» **Written task**
Copy all of the records below word for word, keeping every line unchanged.
────
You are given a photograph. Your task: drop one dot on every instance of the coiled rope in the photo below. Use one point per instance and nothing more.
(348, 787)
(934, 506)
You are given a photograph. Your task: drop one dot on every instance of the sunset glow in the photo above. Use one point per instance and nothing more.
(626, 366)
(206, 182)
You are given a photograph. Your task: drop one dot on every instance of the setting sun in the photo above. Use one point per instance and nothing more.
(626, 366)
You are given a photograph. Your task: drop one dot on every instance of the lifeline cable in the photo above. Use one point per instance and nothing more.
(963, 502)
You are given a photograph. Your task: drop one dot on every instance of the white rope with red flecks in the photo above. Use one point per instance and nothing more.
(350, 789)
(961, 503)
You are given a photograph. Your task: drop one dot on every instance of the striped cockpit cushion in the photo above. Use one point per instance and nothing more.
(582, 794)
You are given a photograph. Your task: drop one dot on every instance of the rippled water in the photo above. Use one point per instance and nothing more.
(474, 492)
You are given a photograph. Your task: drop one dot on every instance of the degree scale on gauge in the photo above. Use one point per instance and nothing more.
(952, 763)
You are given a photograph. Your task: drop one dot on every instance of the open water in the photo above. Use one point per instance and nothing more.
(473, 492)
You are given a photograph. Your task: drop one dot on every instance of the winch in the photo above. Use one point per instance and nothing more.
────
» **Output**
You are given a photograph. Your task: drop one dot on every instance of the coiled rope in the photo below. Use one point per instance and nothing more.
(348, 787)
(934, 506)
You are given a photograph. Your task: drop one dot on every instance of the sunset glow in the photo above. Use one point per instance and nothing more.
(626, 366)
(206, 182)
You are given a photograph. Your task: drop one dot on every instance of the setting sun in the photo above. Use one point per instance and nothing more.
(626, 366)
You are given a photograph. Your task: drop one dot on every instance of the lifeline cable in the photo above. Use one point per instance and nothing more.
(963, 502)
You are given a photograph. Your task: drop one dot on every instance of the white rope with red flecks in the photo above. Use one point per instance and nothing more.
(350, 789)
(961, 503)
You are given a photograph. Your task: drop one dot on every instance of the striped cockpit cushion in the photo above. Use one point per instance and nothing more.
(582, 794)
You are given a photograph. Your task: drop one dot on every instance of the rippled water in the photo above. Use one point per instance and nothing more.
(474, 492)
You are given a photograph. Your task: drop one dot on every instance of the degree scale on gauge in the photo above. Use one point per instance and nothing more.
(952, 763)
You are given a photograph. Your task: drop one dot on every instance of the open water in the photo above. Use one point per instance and nothing more.
(473, 492)
You are given a photograph. Your task: drop one dot on every instance of the winch in the photo above. Use one point per instance and nothing more.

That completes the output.